(Beginning of EXERCISE DATA)

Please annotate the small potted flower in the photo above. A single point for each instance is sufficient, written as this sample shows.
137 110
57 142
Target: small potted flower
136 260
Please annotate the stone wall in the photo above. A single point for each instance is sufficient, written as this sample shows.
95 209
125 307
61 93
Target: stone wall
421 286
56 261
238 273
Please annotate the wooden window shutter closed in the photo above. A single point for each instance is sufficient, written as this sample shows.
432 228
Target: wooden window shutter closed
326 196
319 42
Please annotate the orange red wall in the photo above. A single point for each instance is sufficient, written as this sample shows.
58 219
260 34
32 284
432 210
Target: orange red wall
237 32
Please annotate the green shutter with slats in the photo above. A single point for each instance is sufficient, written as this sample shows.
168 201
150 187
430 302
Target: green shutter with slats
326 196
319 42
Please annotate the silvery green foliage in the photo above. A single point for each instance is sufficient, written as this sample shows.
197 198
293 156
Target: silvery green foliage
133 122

(End of EXERCISE DATA)

Could you find every line in the records above that has the string "point" and copy it?

Please annotate the small potted flower in the photo above. A single point for each instance is sufficient, written as this sample shows.
Please annotate the stone wall in the photo above. A single point for each instance is sufficient, written as this sample shows.
Please annotate the wooden window shutter closed in the photo above. A single point for each instance is sufficient, written as this sample shows.
Please annotate the orange red wall in the photo above. A single point for each instance is sufficient, written as this sample shows.
Please annotate the green shutter with slats in the photo above. A single point for each instance is sufficient, written as this sample shows.
Please annotate the silvery green foliage in the photo above. A single point for each instance is sufficient, written as this sample shows.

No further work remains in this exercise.